● **WHAT IS EXPECTED**
Return the run of lines below that opens with the line containing "Target: utility pole" and closes with the line containing "Expected: one point per instance of the wooden post", keeping each one exact.

● **PROVIDED MATERIAL**
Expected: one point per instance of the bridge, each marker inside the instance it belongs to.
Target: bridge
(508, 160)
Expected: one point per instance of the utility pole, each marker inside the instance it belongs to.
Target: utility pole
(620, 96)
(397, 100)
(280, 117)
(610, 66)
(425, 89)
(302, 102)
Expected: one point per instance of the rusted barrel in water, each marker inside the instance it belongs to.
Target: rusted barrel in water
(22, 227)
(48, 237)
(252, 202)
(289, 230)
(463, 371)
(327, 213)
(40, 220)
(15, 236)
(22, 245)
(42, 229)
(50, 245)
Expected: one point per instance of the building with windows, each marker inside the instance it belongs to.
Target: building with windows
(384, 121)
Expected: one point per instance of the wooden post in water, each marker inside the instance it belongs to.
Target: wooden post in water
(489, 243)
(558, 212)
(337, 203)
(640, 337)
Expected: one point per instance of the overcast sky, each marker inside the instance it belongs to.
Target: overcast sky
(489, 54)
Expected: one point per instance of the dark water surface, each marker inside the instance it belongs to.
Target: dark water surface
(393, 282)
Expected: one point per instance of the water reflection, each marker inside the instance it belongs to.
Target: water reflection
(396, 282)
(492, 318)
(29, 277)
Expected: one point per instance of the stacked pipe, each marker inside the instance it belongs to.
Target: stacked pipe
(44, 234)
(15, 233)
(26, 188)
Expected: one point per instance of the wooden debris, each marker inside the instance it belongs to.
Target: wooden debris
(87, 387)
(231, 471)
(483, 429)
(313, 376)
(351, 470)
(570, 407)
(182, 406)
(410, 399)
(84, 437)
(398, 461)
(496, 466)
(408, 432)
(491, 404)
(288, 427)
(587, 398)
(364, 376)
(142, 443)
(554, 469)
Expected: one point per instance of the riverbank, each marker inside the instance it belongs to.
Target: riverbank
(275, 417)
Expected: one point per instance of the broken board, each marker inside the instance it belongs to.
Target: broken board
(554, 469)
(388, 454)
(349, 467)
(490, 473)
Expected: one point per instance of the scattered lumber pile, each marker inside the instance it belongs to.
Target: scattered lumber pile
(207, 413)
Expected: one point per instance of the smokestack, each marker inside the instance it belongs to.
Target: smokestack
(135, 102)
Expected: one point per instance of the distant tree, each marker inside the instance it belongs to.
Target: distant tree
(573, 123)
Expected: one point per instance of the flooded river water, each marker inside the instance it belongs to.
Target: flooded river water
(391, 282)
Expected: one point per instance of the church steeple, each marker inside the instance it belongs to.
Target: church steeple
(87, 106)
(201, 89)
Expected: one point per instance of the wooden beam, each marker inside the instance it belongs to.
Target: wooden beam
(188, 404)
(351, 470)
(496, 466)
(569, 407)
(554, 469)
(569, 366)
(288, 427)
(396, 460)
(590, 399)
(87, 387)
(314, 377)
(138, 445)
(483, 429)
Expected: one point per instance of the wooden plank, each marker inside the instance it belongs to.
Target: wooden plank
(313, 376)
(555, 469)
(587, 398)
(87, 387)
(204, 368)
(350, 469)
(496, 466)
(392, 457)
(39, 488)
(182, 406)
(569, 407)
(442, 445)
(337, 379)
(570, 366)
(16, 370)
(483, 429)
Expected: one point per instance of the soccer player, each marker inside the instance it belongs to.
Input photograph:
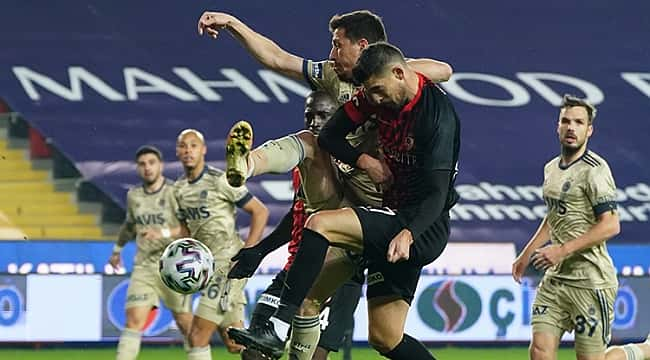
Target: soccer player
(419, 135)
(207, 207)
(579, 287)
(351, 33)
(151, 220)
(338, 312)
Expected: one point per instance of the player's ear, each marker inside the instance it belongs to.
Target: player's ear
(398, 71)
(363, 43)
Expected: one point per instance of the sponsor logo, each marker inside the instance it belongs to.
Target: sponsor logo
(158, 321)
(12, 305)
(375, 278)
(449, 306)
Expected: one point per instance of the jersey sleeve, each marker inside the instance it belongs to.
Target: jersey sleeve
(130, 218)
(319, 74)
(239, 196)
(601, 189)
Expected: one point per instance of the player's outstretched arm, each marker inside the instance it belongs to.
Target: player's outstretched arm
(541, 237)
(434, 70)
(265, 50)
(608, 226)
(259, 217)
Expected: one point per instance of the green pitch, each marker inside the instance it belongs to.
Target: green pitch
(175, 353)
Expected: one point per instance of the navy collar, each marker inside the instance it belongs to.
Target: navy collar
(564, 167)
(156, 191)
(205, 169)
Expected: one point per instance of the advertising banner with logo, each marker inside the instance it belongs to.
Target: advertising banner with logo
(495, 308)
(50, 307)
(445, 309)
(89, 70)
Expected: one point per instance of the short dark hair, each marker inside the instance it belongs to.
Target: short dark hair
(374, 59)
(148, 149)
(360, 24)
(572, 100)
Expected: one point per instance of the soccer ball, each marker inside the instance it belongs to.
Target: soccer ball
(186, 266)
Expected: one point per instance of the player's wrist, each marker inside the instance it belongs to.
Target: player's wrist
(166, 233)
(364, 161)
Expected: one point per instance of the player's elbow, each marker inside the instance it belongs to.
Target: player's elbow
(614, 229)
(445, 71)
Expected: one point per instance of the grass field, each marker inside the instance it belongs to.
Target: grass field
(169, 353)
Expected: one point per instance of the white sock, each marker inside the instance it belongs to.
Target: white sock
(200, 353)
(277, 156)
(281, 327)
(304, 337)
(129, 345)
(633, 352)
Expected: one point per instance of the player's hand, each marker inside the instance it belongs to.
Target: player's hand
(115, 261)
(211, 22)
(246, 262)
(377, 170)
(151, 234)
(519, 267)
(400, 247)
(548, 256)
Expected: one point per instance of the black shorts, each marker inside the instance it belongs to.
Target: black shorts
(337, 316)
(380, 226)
==
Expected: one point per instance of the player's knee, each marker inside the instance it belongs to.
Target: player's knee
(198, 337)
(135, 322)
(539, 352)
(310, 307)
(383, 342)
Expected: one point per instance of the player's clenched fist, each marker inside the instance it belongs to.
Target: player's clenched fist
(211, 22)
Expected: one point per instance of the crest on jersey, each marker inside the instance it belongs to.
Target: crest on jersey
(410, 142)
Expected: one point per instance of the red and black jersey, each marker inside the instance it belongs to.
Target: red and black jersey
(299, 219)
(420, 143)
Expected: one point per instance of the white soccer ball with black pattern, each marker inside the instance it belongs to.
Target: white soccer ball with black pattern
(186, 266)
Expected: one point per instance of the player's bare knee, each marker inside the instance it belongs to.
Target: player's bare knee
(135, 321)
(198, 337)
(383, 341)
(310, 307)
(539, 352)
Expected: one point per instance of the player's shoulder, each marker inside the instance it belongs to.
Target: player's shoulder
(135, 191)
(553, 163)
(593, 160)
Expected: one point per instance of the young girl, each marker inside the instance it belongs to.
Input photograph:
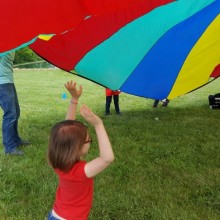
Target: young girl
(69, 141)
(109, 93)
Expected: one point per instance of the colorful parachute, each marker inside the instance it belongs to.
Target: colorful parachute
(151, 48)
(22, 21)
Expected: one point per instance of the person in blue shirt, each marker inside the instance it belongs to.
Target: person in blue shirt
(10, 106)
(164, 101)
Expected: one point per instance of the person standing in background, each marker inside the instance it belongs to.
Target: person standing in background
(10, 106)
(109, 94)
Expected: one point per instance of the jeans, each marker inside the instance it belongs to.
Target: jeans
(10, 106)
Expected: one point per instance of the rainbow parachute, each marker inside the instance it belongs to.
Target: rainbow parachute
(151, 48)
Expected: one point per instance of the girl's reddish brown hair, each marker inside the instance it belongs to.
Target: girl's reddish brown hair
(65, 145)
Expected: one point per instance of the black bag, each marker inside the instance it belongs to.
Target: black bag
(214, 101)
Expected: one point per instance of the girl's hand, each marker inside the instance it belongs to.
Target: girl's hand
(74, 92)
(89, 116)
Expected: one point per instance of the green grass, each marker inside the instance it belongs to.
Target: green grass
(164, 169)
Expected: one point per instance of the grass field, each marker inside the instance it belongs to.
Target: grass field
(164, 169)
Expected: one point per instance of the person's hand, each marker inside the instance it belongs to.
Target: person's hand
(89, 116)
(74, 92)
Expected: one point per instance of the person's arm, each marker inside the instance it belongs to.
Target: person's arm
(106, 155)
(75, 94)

● **WORKED SOLUTION**
Target: utility pole
(620, 96)
(397, 100)
(280, 117)
(610, 66)
(425, 89)
(302, 102)
Expected: one point per instance of the rusted barrel in water, each marker inside the instance it belongs to.
Target: rusted barrel in water
(22, 227)
(48, 237)
(252, 202)
(289, 230)
(463, 371)
(327, 213)
(40, 220)
(15, 236)
(22, 245)
(42, 229)
(50, 245)
Expected: one point per instance of the building with windows, each marker inside the instance it belongs to.
Target: building with windows
(384, 121)
Expected: one point per instance of the wooden post in water, each marker inside the instance it belongs to.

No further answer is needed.